→ Document segment
★ ★ ★ ★ ★
If the above-mentioned composition is satisfied, it is preferred that the residue dissolved and cleaned in the chemical solution does not cause a phenomenon in which the residue is re-precipitated and re-adsorbed on the substrate surface to remain as residue, and the metal layer or insulating layer included in the semiconductor substrate is not unnecessarily overetched or corrosion of the metal layer is not caused.

In addition, in the cleaning composition, the etchant is a mixture of a first etchant (A) and a second etchant (B), which may be mixed in a weight ratio (A:B) satisfying the following ranges: 1:0.5 to 1:10, 1:0.5 to 1:8, or 1:1 to 1:5.

Additionally, the cleaning compositions according to embodiments of the present invention may be substantially free of additional additives selected from oxidizing agents, organic acids, and quaternary organic ammonium salts.

For example, oxidizing agents may include hydrogen peroxide, nitric acid, perchloric acid, hypochlorous acid, ammonium peroxide, boron, or iodine. Cleaning compositions containing the above-mentioned oxidizing agents may not completely remove contaminants, such as photoresist polymer residues, and may cause damage to metal layers.

Examples of the quaternary organic ammonium salt may include tetramethylammonium hydroxide (TMAH), tetraethylammonium hydroxide (TEAH), tetrapropylammonium hydroxide (TPAH), tetrabutylammonium hydroxide (TBAH), benzyltrimethylammonium hydroxide (BTMAH), benzyltriethylammonium hydroxide (BTEAH), (2-hydroxyethyl)trimethylammonium hydroxide, (2-hydroxyethyl)triethylammonium hydroxide, (2-hydroxyethyl)tripropylammonium hydroxide, (1-hydroxypropyl)trimethylammonium hydroxide, ethyltrimethylammonium hydroxide, diethyldimethylammonium hydroxide (DEDMAH), or tris(2-hydroxyethyl)methylammonium hydroxide (THEMAH). When the cleaning composition contains the above-mentioned quaternary organic ammonium salt, it may cause damage to the metal layer, and especially overetching or corrosion of the metal layer containing copper, cobalt, etc., which is not preferable.

Examples of organic acids include acetic acid, formic acid, butyric acid, citric acid, glycolic acid, oxalic acid, malonic acid, valeric acid, propionic acid, tartaric acid, gluconic acid, glycolic acid, or succinic acid. When the cleaning composition contains the quaternary organic ammonium salt mentioned above, it may cause damage to the metal layer by deteriorating the performance of the buffer by lowering the pH, and in particular, it may cause corrosion to the metal layer by coordinating with transition metals such as copper and cobalt, which is not preferable.

In addition, the present invention provides a method for cleaning a semiconductor substrate using the cleaning composition as described above and a method for manufacturing a semiconductor device including the same.

Aspects of a method for cleaning a semiconductor substrate may include a cleaning step of contacting a cleaning composition as described above with a surface of the substrate having post-etch or post-ash residues thereon.

Aspects of a method for cleaning a semiconductor substrate may include a cleaning step of contacting a cleaning composition as described above with a substrate including photoresist polymer residues.
★ ★ ★ ★ ★
→ Raw records

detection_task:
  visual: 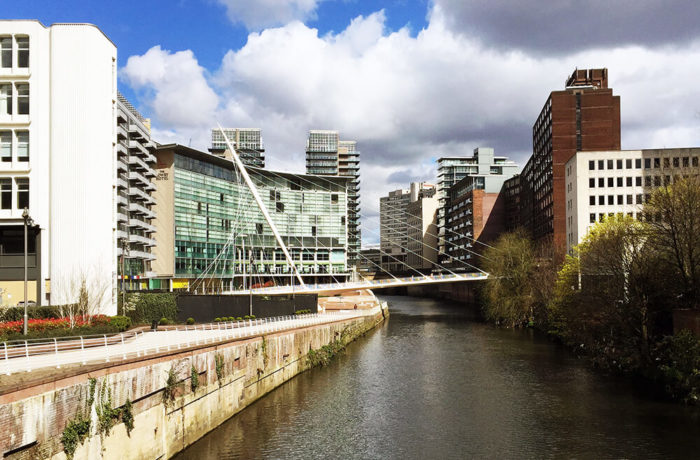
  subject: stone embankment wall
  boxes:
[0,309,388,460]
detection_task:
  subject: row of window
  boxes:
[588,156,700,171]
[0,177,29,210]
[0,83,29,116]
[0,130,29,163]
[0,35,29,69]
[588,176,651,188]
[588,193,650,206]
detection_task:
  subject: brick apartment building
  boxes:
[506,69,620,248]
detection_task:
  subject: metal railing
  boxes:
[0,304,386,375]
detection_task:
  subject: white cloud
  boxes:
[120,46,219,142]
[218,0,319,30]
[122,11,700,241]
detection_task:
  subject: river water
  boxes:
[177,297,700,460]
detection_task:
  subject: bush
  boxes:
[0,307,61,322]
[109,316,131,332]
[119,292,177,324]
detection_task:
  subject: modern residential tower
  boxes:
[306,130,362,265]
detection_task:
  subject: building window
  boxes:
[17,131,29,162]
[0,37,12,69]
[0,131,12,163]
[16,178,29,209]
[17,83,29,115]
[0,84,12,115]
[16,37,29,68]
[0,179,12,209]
★ ★ ★ ★ ★
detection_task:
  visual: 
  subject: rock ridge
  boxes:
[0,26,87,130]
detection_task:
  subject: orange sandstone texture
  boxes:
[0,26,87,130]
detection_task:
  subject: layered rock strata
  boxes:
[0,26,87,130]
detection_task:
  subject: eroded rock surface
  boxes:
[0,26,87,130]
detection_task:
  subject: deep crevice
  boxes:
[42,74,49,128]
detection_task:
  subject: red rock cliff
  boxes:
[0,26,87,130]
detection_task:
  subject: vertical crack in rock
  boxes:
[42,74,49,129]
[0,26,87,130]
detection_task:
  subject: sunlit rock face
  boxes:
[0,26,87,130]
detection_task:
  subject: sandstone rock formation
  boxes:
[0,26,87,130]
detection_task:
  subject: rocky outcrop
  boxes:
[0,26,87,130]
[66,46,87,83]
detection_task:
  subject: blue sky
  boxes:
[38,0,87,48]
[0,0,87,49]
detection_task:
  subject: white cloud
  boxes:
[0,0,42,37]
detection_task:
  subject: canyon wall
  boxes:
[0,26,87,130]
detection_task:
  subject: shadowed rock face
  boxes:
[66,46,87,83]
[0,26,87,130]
★ ★ ★ ★ ★
Using the cleaning-composition text, explain why the cleaning composition may be kept free of oxidizing agents. Answer in one to three sentences.

Cleaning compositions that contain oxidizing agents such as hydrogen peroxide, nitric acid, or iodine may not completely remove contaminants like photoresist polymer residues. They may also damage metal layers.